WORK INSTRUCTION | Repeat the data as given. Images do not go in the copy.

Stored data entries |
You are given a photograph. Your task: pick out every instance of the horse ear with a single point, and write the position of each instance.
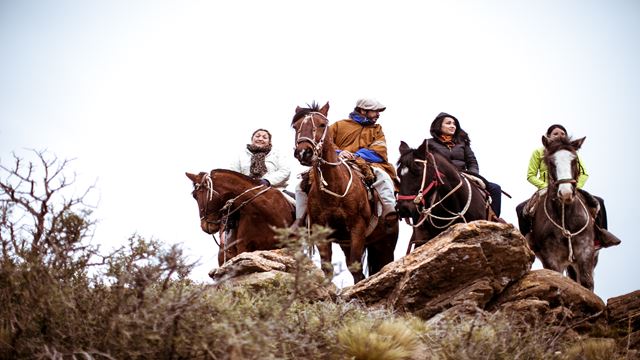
(404, 148)
(192, 177)
(545, 141)
(325, 109)
(578, 143)
(423, 147)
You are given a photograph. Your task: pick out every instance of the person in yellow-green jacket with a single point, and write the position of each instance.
(537, 176)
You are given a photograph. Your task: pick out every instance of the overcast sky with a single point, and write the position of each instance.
(138, 92)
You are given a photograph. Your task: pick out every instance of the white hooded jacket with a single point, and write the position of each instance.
(277, 170)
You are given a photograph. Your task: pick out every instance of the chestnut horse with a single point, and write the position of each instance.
(338, 197)
(435, 195)
(246, 211)
(563, 230)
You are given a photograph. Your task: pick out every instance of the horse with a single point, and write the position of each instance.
(244, 211)
(435, 195)
(563, 230)
(338, 198)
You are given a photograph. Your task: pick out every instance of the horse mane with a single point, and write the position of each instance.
(314, 107)
(235, 173)
(559, 144)
(407, 158)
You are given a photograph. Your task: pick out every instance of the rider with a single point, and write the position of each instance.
(537, 174)
(361, 137)
(453, 143)
(260, 161)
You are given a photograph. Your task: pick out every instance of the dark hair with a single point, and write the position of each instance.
(556, 126)
(265, 130)
(458, 136)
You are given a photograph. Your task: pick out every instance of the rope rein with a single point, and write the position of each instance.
(317, 150)
(566, 233)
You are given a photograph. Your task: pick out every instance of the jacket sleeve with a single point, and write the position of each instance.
(379, 144)
(533, 171)
(280, 175)
(235, 165)
(470, 161)
(582, 178)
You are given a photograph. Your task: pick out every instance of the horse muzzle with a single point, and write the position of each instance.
(304, 156)
(566, 193)
(407, 210)
(209, 227)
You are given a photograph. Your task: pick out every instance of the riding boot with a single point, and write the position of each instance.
(605, 238)
(301, 208)
(384, 187)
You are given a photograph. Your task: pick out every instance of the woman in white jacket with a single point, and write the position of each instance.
(259, 161)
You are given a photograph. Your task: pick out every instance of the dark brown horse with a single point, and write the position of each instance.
(242, 209)
(563, 230)
(338, 198)
(434, 194)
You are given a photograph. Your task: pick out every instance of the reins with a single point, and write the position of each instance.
(426, 213)
(566, 233)
(317, 157)
(207, 182)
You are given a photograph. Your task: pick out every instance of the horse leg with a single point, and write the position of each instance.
(585, 262)
(325, 259)
(356, 249)
(380, 252)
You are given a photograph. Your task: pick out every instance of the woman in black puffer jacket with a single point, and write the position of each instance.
(450, 140)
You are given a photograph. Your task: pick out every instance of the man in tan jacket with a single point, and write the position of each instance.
(360, 136)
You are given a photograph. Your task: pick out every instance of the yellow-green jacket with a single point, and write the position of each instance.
(537, 171)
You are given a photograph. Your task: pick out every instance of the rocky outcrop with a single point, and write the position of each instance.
(623, 315)
(553, 298)
(474, 269)
(260, 269)
(467, 263)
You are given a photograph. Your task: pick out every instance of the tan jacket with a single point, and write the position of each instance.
(351, 136)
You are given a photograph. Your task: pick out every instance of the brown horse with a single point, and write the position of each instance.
(435, 195)
(338, 197)
(563, 229)
(242, 209)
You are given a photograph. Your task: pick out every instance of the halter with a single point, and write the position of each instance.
(425, 213)
(565, 232)
(317, 146)
(317, 150)
(207, 183)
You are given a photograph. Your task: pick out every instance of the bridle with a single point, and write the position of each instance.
(228, 209)
(425, 189)
(317, 159)
(565, 232)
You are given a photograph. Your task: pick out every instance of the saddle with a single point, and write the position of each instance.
(481, 183)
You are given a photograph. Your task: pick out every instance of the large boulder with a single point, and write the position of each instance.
(466, 264)
(552, 297)
(623, 315)
(261, 269)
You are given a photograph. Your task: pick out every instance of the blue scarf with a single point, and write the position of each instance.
(362, 120)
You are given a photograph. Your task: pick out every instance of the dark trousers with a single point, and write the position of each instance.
(495, 191)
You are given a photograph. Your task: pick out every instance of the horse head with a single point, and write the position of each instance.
(416, 181)
(209, 202)
(561, 159)
(311, 125)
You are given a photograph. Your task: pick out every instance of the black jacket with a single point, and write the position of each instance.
(460, 155)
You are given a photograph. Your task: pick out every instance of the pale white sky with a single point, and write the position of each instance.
(140, 92)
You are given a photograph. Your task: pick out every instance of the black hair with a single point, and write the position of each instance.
(458, 136)
(265, 130)
(556, 126)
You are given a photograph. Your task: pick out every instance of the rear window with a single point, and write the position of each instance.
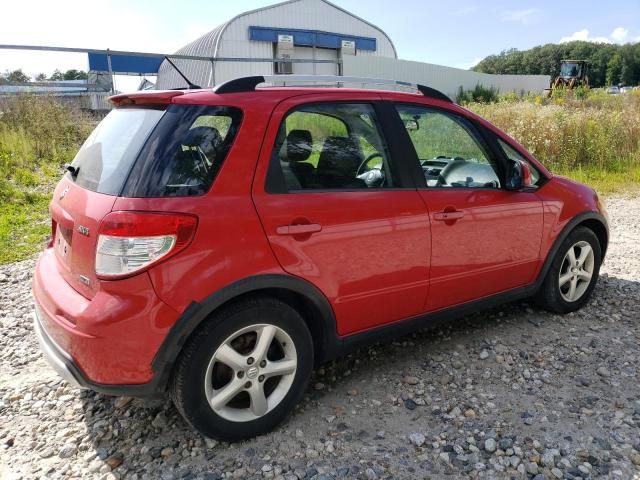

OUTPUT FOR THIS TASK |
You are given a photograph. Your task: pick out every instance of the horse ear with a single point, and write the position of each instance.
(404, 148)
(192, 177)
(545, 141)
(325, 109)
(578, 143)
(423, 147)
You are given a photograph. Your task: pick out every instance of the person in yellow-green jacket with a single point, and write the position of each instance.
(537, 176)
You are given a photograph. Your task: pick out every instance of the overcast sky with a single point, and write the position of each instance.
(138, 92)
You are given a photograph. Your task: pick out every instance of the white hooded jacket with a single point, and write the position of each instance.
(277, 170)
You are given a photograph. Your task: pick out every instance of the chestnut horse with a single point, and write the position of each instance.
(338, 197)
(435, 195)
(246, 211)
(563, 230)
You are given a photograph. Your task: pick out every instance of the horse with a single point, and write the position of each instance.
(244, 211)
(435, 195)
(563, 230)
(338, 198)
You are given a photograph. Your task: pick out every instance of the horse mane with a single point, and write the position of each instance.
(314, 107)
(235, 173)
(559, 144)
(407, 158)
You are given a photograph. Your task: pick out every instance of the rider with a single point, and write the position of each instance.
(537, 174)
(361, 137)
(453, 143)
(260, 161)
You are given a photograph. Your task: pick out every instance of the dark hair with a single point, and write the position of each instance.
(556, 126)
(265, 130)
(458, 136)
You are given a photograph. Your task: pick out every instance of the rope rein with a single point, and write the position of each instance.
(317, 150)
(566, 233)
You are given a photograph. Your task: pick out every instance of the jacket sleeve with a single point, and write the position of each instance.
(379, 144)
(533, 171)
(280, 175)
(235, 165)
(470, 161)
(582, 178)
You are given a photograph. Your task: pick out every instance of the horse muzzle with a single point, and write the position of each instance.
(304, 156)
(566, 193)
(407, 210)
(209, 227)
You are given a photograph. Your task: pick out every instance of the riding boot with a single point, and write the position of each instance.
(605, 238)
(301, 208)
(384, 187)
You are given a photograph. Your task: pick out every instance of the woman in white jacket with a single point, and write the position of each instance.
(259, 161)
You are given a photograph. Your task: pick out every instance of the dark brown horse with a single point, and write the position of each instance.
(242, 209)
(563, 230)
(338, 198)
(434, 194)
You are given a photograph. Your task: pick out every instance of the reins with a single point, and write the position of each instance.
(426, 213)
(566, 233)
(317, 157)
(207, 182)
You are given a photograph. Your task: pick out every instance of the horse leg with a single point, and write the position of each instance.
(585, 262)
(325, 259)
(356, 249)
(380, 252)
You are given a photograph. Your task: pick out every instance of the woman in black puffer jacket with a single point, and write the position of each instance.
(450, 140)
You are given a photograph. Your task: pick out every instance of the man in tan jacket with a single point, and write the position of each instance.
(360, 136)
You are given a photograph. Your task: pick out every instance of the yellow-green jacket with a single point, and write the position of each instance.
(537, 171)
You are given a photograph. Your task: pick out every instance of the rocky outcrop with a single point, and write the position of each instance.
(623, 315)
(553, 298)
(474, 269)
(260, 269)
(467, 263)
You are given a photograph. Your task: pick out every instance of the tan jacket with a single point, and write the position of each instance.
(351, 136)
You are given a photograph. Your task: pick out every instance of the brown horse with a single point, and write the position of each instance.
(435, 195)
(338, 197)
(563, 229)
(242, 209)
You are given a photograph. Your task: pick out every instance of the halter with a single point, and write the position of each instance.
(425, 213)
(565, 232)
(317, 146)
(317, 150)
(207, 183)
You are given a photograph. Your task: pick out every instance of the bridle with a single point, and write the position of each instance.
(228, 209)
(425, 189)
(317, 159)
(565, 232)
You are given a photograph. Your task: pick out every instance of the saddle with a single point, and write the position of each instance.
(481, 183)
You are given a photograph. Your task: pick out every instance of the large boulder with a single point, and write the position of each instance.
(466, 264)
(552, 297)
(623, 315)
(261, 269)
You are given a photograph. Your task: pick out every instance of the blue scarf with a single point, and write the position of each instance.
(362, 120)
You are given a photograph. Your task: pick out every instance of the dark trousers with a single point, and write the position of each instance.
(495, 191)
You are given a photograph. Your task: pick out every instance of the horse head with a single point, and write the position of each instance.
(416, 181)
(209, 202)
(561, 159)
(311, 125)
You are given a photograph. Your task: pick out every instance of the black jacket with a single point, and write the position of each instance.
(460, 155)
You are given a photograph. Your task: pick out every instance of the pale white sky with a single point, and write the position of each instance.
(140, 92)
You are given a photograph. Your task: pick out every instance of the black hair with a single point, and write the position of each instance.
(458, 136)
(265, 130)
(556, 126)
You are given a photograph. Your task: pick out every instance of the rear window with a single point, and write the position of each instance.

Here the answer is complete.